> **提示文**
ウィーンで芸術に触れる♪ウィーン観光で絶対立ち寄りたい美術館3選

執筆者: きくちまこ 職業:アロマセラピスト/アロマテラピーインストラクター/旅ブロガー/

ウィーン観光で美術館巡りをするにしても、時間が足りないのが現実。

有名なのは、名門ハプスブルグ家が何世代にも渡り収集した名画や美術品の膨大なコレクションを所蔵する「美術史美術館」ですね。

 

しかし、日本でも有名なグスタフ・クリムト作品数世界一を誇る「ベルヴェデーレ宮殿」、ジブリ映画の世界観にも影響を与えたといわれるフンデルト・ヴァッサー私設美術館「クンストハウス・ウィーン」も見逃せません。

 

今回は趣向はそれぞれ異なりますが満足度の高い、これら3つの美術館をご紹介します!

 

世界有数の規模を誇る「美術史美術館」

王宮からリンク通りを渡った先に、偉大なる母であり女王であったマリア・テレジア像が君臨。

その両側を挟むように建立しているのが、双子美術館として親しまれている美術史美術館と自然史博物館です。王宮から見て左側に設立されたのが「Kunsthistrisches Museum Wien / 美術史美術館」です。

 

 

贅を尽くした内館装飾の美しさ

ヨーロッパに顕在する多くの美術館が宮殿を使用しているのに対し、美術史美術館は最初から美術館として設立されました。当時第一線で活躍していた芸術家達を総動員して贅を尽くした内装の美しさはそれだけでも一つの芸術作品として鑑賞に値します。 

 

 

 

クリムトの壁画はどこに?

 エントランス中央の豪華な階段を登りきったところで後ろを見上げると、まだ若かりし頃のグスタフ・クリムトが弟エルンストらと描いた壁画に出会えます。

> **課題**
上の提示文のうち、「執筆者: きくちまこ 職業:アロマセラピスト/アロマテラピーインストラクター/旅ブロガー/」から「ンストハウス・ウィーン」も見逃せません。」に至るまでをすべて、一字一句違えずに書き写してください。

> **記録データ**

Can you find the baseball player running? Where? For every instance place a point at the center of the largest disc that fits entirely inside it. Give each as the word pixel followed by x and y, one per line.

> **作業結果**
執筆者: きくちまこ 職業:アロマセラピスト/アロマテラピーインストラクター/旅ブロガー/

ウィーン観光で美術館巡りをするにしても、時間が足りないのが現実。

有名なのは、名門ハプスブルグ家が何世代にも渡り収集した名画や美術品の膨大なコレクションを所蔵する「美術史美術館」ですね。

 

しかし、日本でも有名なグスタフ・クリムト作品数世界一を誇る「ベルヴェデーレ宮殿」、ジブリ映画の世界観にも影響を与えたといわれるフンデルト・ヴァッサー私設美術館「クンストハウス・ウィーン」も見逃せません。